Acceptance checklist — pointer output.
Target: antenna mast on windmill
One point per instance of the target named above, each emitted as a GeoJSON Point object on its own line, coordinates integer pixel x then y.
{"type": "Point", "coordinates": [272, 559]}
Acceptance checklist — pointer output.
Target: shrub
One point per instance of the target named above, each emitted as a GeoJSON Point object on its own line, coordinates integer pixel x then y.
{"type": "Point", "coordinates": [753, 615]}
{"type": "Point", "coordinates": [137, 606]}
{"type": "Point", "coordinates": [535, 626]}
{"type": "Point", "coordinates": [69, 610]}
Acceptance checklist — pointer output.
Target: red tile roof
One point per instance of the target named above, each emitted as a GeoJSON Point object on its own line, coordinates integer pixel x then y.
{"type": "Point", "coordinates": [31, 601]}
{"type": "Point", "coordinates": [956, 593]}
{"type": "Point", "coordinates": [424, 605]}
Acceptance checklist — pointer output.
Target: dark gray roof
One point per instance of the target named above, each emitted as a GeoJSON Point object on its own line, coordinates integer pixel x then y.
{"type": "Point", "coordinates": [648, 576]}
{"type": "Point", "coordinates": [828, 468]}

#####

• **PROBLEM STATEMENT**
Reproduce every line above, requests included, and increase each coordinate value in the answers by 134.

• **EXPECTED OUTPUT**
Acceptance checklist — pointer output.
Target: antenna mast on windmill
One point per instance of the target named above, each emitted as a GeoJSON Point object on its own line, coordinates integer pixel x then y.
{"type": "Point", "coordinates": [406, 693]}
Acceptance checklist — pointer output.
Target: shrub
One point per instance of the target named above, each emitted as a GeoJSON Point object on its own line, coordinates integer pixel x then y.
{"type": "Point", "coordinates": [887, 749]}
{"type": "Point", "coordinates": [271, 740]}
{"type": "Point", "coordinates": [669, 760]}
{"type": "Point", "coordinates": [203, 744]}
Acceptance checklist — pointer output.
Target: red tile roof
One point per instance of the target named above, each emitted as a GeoJSON Point object on its own line, coordinates integer pixel x then y.
{"type": "Point", "coordinates": [165, 735]}
{"type": "Point", "coordinates": [1090, 727]}
{"type": "Point", "coordinates": [558, 739]}
Acceptance checklist — pointer output.
Target: dark gray roof
One point per instance of the target named above, each emitted as a GeoJSON Point object on its own line, coordinates integer pixel x then y.
{"type": "Point", "coordinates": [782, 710]}
{"type": "Point", "coordinates": [962, 602]}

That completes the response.